ACTIVITY LIST:
1) Answer the following questions from the oil price article, marking each answer with its letter:
(a) By how many barrels did U.S. crude stockpiles fall last week, according to the EIA?
(b) At what price per barrel did Brent settle?
(c) At what percentage of capacity did U.S. refiners operate last week?
2) Reproduce the passage of the oil price article from "New York-traded West" to "Information Administration showed.", without any changes.
3) Condense the paragraph of the oil price article that begins "The big draw came as U.S. refiners" into a single shorter sentence, keeping its main facts.

PAGE EXCERPT:
By Barani Krishnan
Investing.com - Oil prices recovered from a two-day plunge on Wednesday after data showed a seventh weekly drawdown in U.S. crude inventories.
But the market’s upside was limited by worries that global producers may pump beyond agreed quotas as trouble festered within the OPEC+ cartel. Worries that the Delta variant of the Covid-19 may lead to another major breakout of the virus also triggered a risk-off element across markets.
New York-traded West Texas Intermediate crude, the benchmark for U.S. oil, settled down 74 cents, or 1%, at $72.94 a barrel.
WTI lost a combined 5.5% in the two previous sessions on concerns of disunity within the OPEC+ that groups the Saudi-led Organization of the Petroleum Exporting Countries and 10 other oil producers led by Russia.
London-traded Brent, the global benchmark for oil, settled up 69 cents, or 0.9%, at $74.12. Brent lost almost 5% between Monday and Tuesday.
U.S. crude inventories plummeted for a seventh week in a row, drawing over 40 million barrels combined, on summer demand for fuels amid strong economic recovery from the coronavirus pandemic, data from the Energy Information Administration showed.
Crude stockpiles in the world’s largest oil consuming country fell by 6.87 million barrels last week, the EIA said. Industry analysts tracked by Investing.com had anticipated a drawdown of just about 4.0 million barrels for crude during the week ended July 2.
Crude inventories have fallen without a break each week since May 17, totaling 40.5 million barrels or averaging 5.8 million barrels per week.
The big draw came as U.S. refiners focus on pushing out as much gasoline as they can for this summer to meet projected demand. According to the EIA, refiners operated last week at 92.2 percent of capacity, close to levels seen in the summer of 2019 — well before the onset of the pandemic.

INFORMATION SHOWN:
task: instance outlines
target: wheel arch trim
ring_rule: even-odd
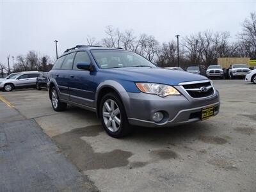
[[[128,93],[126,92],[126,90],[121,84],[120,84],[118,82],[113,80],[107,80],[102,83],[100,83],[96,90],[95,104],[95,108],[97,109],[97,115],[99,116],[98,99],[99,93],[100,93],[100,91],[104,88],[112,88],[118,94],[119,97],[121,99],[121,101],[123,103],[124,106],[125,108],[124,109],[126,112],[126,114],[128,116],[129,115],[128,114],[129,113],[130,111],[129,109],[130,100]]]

---

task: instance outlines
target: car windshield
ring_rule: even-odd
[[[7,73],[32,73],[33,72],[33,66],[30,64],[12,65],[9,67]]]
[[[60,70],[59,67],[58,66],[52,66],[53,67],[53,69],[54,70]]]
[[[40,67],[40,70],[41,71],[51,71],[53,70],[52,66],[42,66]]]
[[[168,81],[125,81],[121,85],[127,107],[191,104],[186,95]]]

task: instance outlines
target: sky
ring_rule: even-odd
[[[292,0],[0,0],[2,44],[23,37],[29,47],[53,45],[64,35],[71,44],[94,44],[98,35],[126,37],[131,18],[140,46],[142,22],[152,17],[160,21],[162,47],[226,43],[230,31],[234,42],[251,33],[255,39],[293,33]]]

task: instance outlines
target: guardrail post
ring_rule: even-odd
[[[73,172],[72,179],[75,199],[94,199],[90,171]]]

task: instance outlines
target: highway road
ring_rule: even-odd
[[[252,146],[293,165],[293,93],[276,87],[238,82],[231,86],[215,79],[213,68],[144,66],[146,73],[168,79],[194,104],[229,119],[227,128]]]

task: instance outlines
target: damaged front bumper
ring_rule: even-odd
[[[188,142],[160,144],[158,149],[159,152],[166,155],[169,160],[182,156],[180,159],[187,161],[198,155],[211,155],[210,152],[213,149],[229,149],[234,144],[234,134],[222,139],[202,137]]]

TASK RESPONSES:
1)
(a) 6.87 million barrels
(b) $74.12
(c) 92.2 percent

2)
New York-traded West Texas Intermediate crude, the benchmark for U.S. oil, settled down 74 cents, or 1%, at $72.94 a barrel.
WTI lost a combined 5.5% in the two previous sessions on concerns of disunity within the OPEC+ that groups the Saudi-led Organization of the Petroleum Exporting Countries and 10 other oil producers led by Russia.
London-traded Brent, the global benchmark for oil, settled up 69 cents, or 0.9%, at $74.12. Brent lost almost 5% between Monday and Tuesday.
U.S. crude inventories plummeted for a seventh week in a row, drawing over 40 million barrels combined, on summer demand for fuels amid strong economic recovery from the coronavirus pandemic, data from the Energy Information Administration showed.

3) The large draw reflected U.S. refiners maximizing gasoline output for projected summer demand, and according to the EIA they ran at 92.2 percent of capacity last week, close to levels from the summer of 2019, before the pandemic.